## DOCUMENT EXCERPT
::::
Alaska Governor Sean Parnell late Friday called the science behind the decision speculative and said the state will consider legal action. The state unsuccessfully challenged the polar bear listing.
Millions of ringed seals and hundreds of thousands of bearded seals can be found off, Parnell said in a prepared statement.
"The ESA was not enacted to protect healthy animal populations," Parnell said. "Despite this fact, the NMFS continues the federal government's misguided policy to list healthy species based mostly on speculated impacts from future climate change, adding additional regulatory burdens and costs upon the State of Alaska and its communities."
Ringed seals are the only seals that thrive in completely ice-covered Arctic waters. They use stout claws to dig and maintain breathing holes.
When snow covers those holes, females excavate and make snow caves, where they give birth to pups that cannot survive in ice-cold water and are susceptible to freezing until they grow a blubber layer.
Hungry polar bears often catch breeding females or pups by collapsing lairs.
Decreased snowfall, or rain falling on lairs instead of snow, is a threat to seal survival, the agency said.
Bearded seals, named for their thick whiskers, give birth and rear pups on drifting pack ice over shallow water where prey such as crab is abundant. When females give birth, they need ice to last long enough in the spring and early summer to successfully reproduce and molt.
The projected retreat of sea ice from shallow shelves decreases food availability, the listing petition said.
::::
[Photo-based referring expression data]
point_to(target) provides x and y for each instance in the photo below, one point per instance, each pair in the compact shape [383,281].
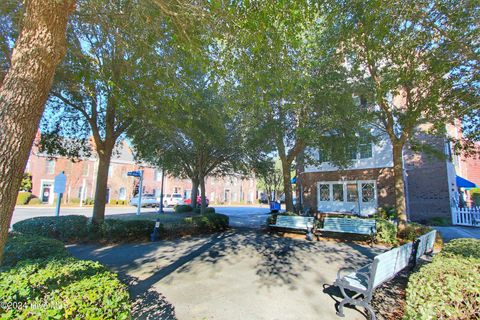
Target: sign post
[59,187]
[139,174]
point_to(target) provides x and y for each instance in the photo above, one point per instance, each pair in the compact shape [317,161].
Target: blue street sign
[133,173]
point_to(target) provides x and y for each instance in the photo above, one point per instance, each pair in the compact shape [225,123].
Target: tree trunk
[23,92]
[104,157]
[194,193]
[202,192]
[287,184]
[400,203]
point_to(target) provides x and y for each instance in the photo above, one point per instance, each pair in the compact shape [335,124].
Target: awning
[464,183]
::::
## WORK REQUIRED
In the article about the seal listing, what do ringed seals use to dig and maintain their breathing holes?

## RESULT OF THIS EXERCISE
Stout claws.